*Input records*.
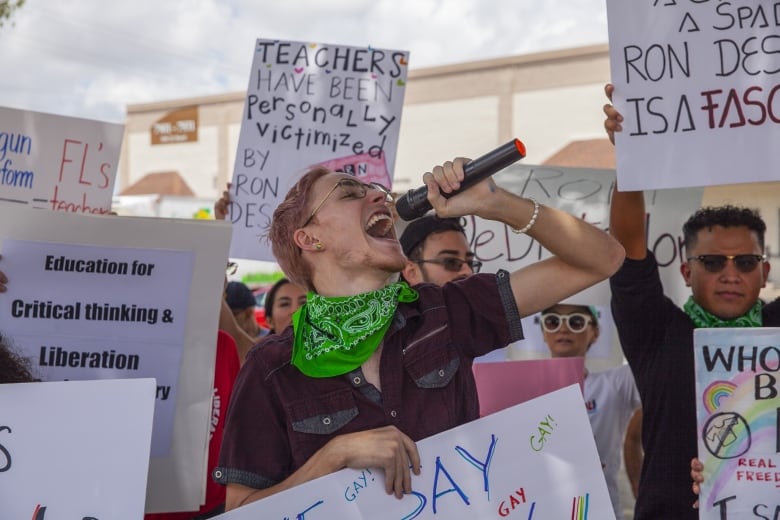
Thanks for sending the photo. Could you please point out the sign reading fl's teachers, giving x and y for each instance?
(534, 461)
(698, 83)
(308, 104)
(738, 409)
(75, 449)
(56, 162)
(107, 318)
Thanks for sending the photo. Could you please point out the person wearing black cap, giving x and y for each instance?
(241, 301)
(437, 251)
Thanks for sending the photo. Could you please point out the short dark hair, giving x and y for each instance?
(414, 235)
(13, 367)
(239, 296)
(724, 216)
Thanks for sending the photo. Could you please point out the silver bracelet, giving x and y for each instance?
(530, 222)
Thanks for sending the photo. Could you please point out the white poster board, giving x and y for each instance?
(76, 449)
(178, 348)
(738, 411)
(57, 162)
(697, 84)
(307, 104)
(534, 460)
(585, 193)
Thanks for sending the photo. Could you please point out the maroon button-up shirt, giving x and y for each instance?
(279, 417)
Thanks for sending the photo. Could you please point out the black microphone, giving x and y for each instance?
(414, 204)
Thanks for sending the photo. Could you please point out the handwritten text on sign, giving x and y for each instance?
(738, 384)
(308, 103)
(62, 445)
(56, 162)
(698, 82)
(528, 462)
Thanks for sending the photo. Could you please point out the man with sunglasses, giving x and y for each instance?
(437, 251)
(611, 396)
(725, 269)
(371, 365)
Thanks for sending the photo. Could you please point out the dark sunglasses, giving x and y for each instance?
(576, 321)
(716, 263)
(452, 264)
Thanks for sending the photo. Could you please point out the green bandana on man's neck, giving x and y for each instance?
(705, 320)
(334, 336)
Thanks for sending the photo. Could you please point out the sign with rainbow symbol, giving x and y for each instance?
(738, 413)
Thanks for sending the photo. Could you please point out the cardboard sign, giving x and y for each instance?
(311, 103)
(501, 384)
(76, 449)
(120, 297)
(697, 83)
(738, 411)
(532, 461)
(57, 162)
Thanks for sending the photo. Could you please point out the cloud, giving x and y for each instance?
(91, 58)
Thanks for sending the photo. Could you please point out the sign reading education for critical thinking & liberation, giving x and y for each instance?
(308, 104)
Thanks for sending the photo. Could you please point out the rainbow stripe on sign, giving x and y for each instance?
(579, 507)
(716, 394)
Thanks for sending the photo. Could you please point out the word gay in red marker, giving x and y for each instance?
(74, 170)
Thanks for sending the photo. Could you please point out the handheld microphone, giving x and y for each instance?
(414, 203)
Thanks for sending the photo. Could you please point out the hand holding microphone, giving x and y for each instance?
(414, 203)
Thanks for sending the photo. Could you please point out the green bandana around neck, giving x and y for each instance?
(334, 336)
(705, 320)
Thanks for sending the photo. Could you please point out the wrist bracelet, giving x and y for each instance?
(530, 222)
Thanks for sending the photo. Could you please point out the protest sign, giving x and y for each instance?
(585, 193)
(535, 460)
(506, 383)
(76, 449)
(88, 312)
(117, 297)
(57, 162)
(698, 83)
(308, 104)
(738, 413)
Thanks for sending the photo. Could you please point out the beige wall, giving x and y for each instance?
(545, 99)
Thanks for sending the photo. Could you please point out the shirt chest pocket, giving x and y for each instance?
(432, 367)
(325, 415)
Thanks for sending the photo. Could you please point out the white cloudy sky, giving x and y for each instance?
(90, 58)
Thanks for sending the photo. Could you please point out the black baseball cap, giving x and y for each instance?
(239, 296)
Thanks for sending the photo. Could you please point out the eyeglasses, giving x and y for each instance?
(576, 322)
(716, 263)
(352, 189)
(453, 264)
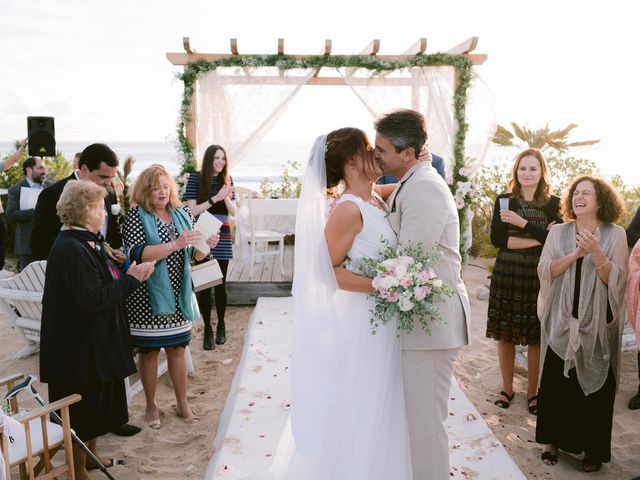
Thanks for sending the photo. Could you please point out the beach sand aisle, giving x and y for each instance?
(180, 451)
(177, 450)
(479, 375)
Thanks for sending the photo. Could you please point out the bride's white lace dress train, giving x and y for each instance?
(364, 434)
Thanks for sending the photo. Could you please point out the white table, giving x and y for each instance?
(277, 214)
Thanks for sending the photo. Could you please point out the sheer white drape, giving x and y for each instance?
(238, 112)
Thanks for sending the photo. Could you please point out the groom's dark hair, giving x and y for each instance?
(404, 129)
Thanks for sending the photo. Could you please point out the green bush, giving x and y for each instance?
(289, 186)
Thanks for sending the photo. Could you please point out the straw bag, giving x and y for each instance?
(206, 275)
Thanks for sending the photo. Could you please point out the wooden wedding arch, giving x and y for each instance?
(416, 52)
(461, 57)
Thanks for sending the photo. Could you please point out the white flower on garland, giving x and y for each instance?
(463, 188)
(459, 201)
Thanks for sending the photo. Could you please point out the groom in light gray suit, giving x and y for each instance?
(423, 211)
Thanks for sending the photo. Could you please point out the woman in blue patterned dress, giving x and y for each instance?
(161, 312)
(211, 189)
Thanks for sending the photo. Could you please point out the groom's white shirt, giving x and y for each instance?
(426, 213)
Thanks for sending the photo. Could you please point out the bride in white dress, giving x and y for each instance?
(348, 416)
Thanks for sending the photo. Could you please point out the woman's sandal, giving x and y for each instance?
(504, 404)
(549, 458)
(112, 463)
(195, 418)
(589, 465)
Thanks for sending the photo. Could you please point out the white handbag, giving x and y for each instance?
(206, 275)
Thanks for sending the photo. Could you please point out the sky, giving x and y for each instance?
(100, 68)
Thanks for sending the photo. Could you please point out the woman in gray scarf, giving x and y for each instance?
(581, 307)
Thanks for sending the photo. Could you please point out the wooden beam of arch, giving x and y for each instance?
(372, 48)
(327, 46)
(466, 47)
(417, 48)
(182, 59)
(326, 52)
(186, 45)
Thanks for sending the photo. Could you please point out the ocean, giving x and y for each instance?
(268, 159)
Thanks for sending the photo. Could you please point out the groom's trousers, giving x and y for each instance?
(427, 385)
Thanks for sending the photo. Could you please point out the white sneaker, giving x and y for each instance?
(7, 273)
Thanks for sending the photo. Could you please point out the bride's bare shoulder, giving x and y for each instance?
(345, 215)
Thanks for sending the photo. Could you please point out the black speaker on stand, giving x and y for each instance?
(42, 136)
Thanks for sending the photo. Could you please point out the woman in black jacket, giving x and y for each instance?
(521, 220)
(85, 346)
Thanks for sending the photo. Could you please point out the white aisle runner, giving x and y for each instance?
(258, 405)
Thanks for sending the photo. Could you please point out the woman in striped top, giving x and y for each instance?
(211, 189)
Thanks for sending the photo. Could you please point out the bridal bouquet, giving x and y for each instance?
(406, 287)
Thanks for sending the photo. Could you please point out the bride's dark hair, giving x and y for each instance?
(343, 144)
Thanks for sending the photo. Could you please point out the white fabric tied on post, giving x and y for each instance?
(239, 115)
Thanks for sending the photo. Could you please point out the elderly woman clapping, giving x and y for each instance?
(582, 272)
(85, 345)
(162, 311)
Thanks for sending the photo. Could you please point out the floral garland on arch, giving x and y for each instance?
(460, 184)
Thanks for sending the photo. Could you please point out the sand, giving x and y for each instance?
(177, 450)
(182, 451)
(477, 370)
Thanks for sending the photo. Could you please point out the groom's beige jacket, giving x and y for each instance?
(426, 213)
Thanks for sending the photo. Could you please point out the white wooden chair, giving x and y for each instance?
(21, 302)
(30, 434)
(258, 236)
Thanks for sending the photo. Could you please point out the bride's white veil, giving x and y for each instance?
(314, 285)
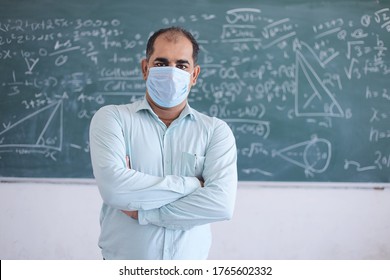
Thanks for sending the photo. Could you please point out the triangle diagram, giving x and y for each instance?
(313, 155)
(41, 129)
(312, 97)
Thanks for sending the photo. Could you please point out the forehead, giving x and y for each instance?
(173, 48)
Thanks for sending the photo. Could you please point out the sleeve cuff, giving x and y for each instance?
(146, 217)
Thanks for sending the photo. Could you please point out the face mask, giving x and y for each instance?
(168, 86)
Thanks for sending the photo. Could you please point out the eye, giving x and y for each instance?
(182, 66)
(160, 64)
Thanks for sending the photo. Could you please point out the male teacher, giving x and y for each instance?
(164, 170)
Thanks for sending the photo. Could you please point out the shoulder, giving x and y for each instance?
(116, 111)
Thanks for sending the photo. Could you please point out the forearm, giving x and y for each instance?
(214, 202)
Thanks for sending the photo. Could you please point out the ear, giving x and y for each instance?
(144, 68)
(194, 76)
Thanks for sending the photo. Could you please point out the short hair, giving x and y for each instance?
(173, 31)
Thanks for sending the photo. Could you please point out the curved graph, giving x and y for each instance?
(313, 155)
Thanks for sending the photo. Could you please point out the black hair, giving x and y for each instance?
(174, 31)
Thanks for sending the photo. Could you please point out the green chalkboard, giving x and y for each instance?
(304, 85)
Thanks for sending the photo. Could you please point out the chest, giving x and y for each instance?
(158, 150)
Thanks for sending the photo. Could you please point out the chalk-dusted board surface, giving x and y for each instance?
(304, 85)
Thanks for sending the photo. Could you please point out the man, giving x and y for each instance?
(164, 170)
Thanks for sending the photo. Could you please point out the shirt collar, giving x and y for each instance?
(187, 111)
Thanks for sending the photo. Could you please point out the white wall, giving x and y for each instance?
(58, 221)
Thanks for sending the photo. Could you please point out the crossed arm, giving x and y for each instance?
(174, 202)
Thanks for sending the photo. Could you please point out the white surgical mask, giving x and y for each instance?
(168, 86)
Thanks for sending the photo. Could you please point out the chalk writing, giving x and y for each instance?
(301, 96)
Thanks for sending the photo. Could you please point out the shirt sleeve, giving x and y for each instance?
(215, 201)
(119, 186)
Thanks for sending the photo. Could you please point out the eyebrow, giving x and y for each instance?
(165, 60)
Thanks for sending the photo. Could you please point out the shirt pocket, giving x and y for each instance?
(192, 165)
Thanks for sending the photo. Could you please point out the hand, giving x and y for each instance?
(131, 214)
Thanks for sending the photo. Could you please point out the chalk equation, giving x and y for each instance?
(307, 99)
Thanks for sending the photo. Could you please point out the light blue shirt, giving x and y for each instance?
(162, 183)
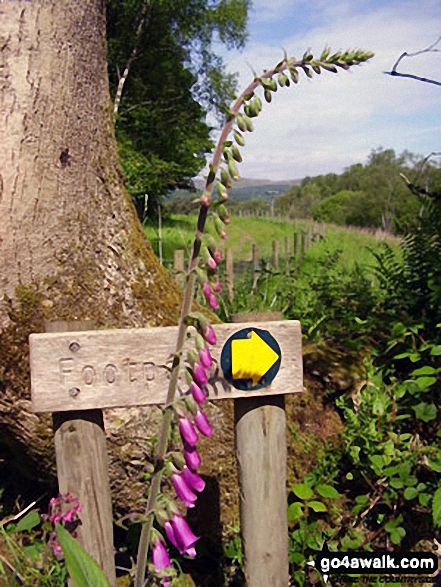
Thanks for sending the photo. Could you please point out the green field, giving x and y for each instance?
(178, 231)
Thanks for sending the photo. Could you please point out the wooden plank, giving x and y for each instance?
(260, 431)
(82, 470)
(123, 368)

==

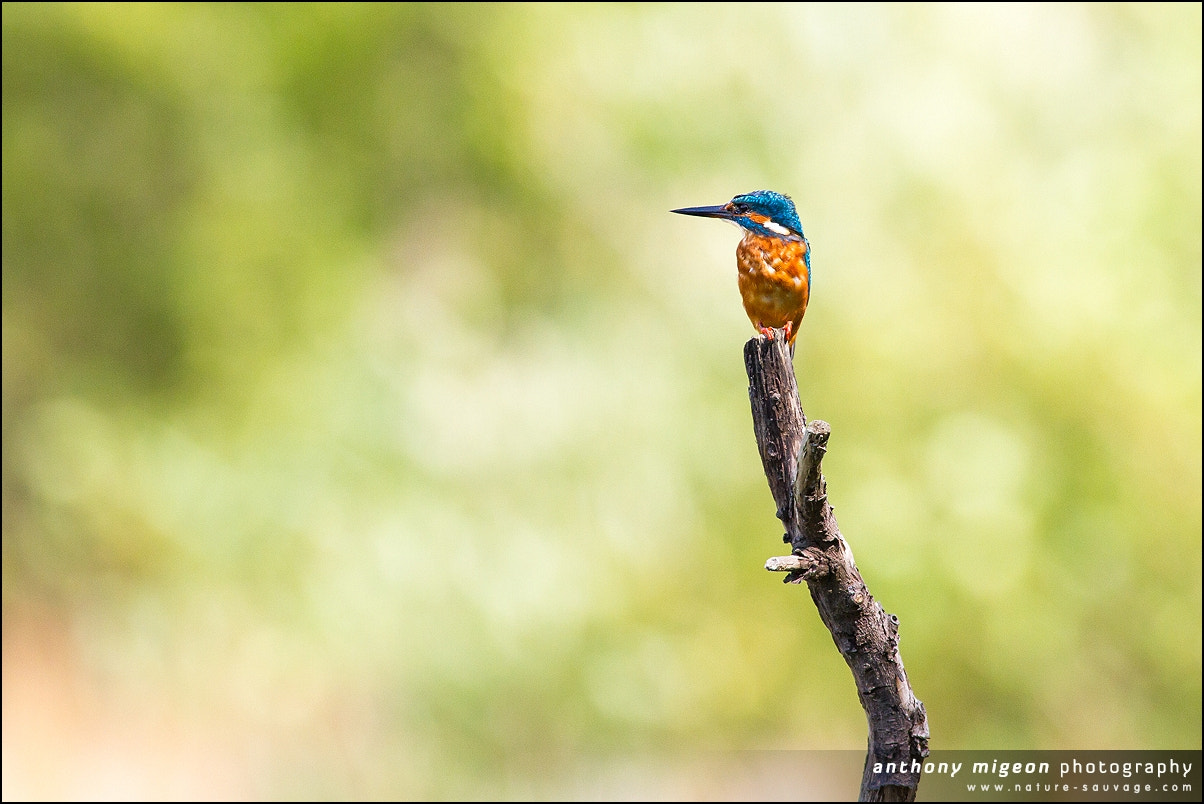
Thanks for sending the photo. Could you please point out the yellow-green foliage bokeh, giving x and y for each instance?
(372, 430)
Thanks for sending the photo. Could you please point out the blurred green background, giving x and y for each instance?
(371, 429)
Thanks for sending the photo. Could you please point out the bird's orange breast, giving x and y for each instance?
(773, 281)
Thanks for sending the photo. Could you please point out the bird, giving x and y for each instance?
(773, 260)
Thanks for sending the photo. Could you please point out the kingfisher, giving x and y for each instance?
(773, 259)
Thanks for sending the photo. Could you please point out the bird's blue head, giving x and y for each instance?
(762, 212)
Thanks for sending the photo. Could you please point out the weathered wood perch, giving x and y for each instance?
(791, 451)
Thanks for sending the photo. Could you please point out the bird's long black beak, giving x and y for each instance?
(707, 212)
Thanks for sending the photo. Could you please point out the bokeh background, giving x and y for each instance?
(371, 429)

*Stated goal*. Count the lines in the rows above that contain the word "jacket", with case counting, and reply with only that number.

*Output*. 2